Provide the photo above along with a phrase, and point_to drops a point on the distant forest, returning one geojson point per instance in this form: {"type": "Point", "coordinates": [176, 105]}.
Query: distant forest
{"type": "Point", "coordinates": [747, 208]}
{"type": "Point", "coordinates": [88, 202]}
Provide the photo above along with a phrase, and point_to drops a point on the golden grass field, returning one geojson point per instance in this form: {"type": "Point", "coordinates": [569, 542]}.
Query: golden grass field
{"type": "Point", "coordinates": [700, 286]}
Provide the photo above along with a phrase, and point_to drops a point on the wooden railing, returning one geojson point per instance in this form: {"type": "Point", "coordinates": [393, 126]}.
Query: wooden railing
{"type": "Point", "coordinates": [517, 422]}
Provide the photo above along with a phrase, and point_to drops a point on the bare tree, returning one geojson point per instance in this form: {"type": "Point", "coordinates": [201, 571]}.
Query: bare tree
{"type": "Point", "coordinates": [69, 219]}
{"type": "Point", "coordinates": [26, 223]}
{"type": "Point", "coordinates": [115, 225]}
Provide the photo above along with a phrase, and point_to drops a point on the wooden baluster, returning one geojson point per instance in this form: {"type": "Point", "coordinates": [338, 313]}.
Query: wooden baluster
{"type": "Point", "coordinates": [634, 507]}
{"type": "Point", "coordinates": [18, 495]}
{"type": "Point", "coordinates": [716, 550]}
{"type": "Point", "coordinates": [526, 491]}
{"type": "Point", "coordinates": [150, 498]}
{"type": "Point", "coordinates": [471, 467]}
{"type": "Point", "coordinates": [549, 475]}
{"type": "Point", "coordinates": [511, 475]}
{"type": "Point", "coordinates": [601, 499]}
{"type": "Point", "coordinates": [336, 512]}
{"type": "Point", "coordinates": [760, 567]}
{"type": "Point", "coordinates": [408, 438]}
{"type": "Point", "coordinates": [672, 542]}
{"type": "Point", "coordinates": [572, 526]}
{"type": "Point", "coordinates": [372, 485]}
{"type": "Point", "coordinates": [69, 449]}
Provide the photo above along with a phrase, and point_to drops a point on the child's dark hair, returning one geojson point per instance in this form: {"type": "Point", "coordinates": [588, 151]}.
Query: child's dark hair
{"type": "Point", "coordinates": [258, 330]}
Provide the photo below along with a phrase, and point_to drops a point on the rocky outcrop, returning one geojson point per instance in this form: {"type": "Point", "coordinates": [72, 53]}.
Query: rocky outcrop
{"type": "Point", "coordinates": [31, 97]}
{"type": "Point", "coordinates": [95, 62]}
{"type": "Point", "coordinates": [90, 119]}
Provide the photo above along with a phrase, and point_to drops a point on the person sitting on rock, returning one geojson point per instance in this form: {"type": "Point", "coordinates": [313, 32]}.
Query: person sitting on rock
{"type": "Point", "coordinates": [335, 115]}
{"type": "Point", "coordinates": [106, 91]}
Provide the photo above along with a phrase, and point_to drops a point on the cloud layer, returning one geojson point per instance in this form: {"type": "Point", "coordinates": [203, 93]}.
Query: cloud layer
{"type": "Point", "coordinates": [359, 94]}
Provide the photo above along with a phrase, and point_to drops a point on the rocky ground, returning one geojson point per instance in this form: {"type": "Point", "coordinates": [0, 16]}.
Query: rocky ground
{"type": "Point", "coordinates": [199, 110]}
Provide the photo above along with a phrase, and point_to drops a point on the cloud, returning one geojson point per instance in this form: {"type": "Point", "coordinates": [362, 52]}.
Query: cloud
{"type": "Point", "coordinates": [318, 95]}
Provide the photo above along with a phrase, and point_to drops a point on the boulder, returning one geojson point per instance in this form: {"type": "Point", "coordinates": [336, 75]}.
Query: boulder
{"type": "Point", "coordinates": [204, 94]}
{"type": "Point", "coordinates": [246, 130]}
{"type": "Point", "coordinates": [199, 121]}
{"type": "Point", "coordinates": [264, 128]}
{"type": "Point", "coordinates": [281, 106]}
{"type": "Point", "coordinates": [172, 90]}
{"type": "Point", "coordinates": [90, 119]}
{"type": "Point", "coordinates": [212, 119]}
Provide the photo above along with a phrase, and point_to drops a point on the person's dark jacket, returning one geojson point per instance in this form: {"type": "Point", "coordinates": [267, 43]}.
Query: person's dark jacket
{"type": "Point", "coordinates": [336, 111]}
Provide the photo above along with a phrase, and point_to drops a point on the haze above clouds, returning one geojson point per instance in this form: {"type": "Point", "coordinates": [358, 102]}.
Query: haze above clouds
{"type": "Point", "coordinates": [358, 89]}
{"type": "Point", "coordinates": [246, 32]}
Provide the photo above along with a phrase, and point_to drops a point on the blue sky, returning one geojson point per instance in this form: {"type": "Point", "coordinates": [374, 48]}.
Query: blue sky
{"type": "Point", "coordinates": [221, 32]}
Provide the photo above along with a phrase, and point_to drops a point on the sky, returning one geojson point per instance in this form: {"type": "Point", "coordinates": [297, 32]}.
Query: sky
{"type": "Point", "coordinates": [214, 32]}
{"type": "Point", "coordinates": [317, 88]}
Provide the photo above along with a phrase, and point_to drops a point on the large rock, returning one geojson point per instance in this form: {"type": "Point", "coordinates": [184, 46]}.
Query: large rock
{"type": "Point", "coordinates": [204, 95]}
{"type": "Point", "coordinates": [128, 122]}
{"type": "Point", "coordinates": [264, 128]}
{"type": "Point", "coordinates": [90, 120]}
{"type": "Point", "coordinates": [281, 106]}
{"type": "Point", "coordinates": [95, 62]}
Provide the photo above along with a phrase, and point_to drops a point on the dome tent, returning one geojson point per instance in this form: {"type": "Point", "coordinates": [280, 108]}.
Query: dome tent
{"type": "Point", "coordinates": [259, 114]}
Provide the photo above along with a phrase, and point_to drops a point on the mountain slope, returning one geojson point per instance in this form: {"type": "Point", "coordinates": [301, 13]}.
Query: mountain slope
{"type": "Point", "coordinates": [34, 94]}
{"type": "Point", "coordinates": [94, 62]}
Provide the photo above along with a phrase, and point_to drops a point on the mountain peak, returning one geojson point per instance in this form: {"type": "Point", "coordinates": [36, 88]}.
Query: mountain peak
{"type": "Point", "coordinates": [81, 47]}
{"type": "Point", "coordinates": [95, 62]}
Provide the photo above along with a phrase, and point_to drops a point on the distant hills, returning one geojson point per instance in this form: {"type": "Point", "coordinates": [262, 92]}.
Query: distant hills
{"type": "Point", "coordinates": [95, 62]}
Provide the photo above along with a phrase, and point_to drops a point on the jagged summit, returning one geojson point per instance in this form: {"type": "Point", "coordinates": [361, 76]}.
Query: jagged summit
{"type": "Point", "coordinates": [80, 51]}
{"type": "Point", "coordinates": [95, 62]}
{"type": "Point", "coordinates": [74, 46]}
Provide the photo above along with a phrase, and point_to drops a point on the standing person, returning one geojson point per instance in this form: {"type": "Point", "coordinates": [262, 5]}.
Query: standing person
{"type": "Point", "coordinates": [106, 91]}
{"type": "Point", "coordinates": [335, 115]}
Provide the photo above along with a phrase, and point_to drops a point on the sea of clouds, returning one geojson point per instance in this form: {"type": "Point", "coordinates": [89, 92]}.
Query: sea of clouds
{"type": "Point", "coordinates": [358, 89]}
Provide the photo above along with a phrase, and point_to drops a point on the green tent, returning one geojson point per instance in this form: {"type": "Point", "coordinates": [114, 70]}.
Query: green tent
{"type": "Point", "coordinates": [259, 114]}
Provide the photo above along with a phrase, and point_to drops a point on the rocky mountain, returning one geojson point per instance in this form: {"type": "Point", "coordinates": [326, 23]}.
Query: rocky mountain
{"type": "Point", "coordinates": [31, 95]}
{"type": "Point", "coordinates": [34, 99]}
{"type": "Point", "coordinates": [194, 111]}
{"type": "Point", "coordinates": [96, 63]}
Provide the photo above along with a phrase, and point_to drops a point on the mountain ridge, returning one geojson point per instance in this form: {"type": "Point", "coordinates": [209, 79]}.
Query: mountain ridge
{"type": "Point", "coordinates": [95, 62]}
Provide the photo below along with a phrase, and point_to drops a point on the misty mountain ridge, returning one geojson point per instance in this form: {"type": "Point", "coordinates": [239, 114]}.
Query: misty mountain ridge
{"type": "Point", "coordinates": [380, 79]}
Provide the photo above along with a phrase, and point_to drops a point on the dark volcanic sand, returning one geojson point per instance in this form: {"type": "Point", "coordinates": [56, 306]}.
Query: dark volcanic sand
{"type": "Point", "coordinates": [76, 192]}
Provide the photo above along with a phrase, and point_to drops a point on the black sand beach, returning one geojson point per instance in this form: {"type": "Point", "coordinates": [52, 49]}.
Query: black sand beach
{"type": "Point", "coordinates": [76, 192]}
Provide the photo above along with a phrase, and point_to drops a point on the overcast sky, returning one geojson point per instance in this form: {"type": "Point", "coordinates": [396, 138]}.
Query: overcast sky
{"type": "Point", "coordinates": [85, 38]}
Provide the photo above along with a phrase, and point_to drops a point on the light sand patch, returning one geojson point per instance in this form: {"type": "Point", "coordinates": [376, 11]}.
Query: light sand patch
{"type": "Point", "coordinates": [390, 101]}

Brief:
Exactly reproduce the lines from the one containing "on the misty" through the end of the records, and only those lines.

Written answer:
Provide the photo below along with a phrase, and point_to drops a point on the misty mountain ridge, returning one geojson point per instance in this form: {"type": "Point", "coordinates": [239, 114]}.
Query: misty mountain ridge
{"type": "Point", "coordinates": [380, 79]}
Provide the photo above along with a phrase, and point_to drops a point on the dark volcanic sand, returning one geojson point per instance in this form: {"type": "Point", "coordinates": [56, 306]}.
Query: dark volcanic sand
{"type": "Point", "coordinates": [76, 192]}
Provide the photo above along with a phrase, and point_to drops a point on the black sand beach, returning one geojson point per instance in this form: {"type": "Point", "coordinates": [52, 49]}.
Query: black sand beach
{"type": "Point", "coordinates": [76, 192]}
Provide the photo above along with a phrase, and point_to drops a point on the overcast sky, returning one geojson point per instance in this form: {"type": "Point", "coordinates": [396, 138]}.
Query: overcast sky
{"type": "Point", "coordinates": [85, 38]}
Provide the photo above along with a phrase, and point_to drops a point on the light sand patch, returning one geojson point per instance in this form: {"type": "Point", "coordinates": [376, 11]}.
Query: light sand patch
{"type": "Point", "coordinates": [390, 101]}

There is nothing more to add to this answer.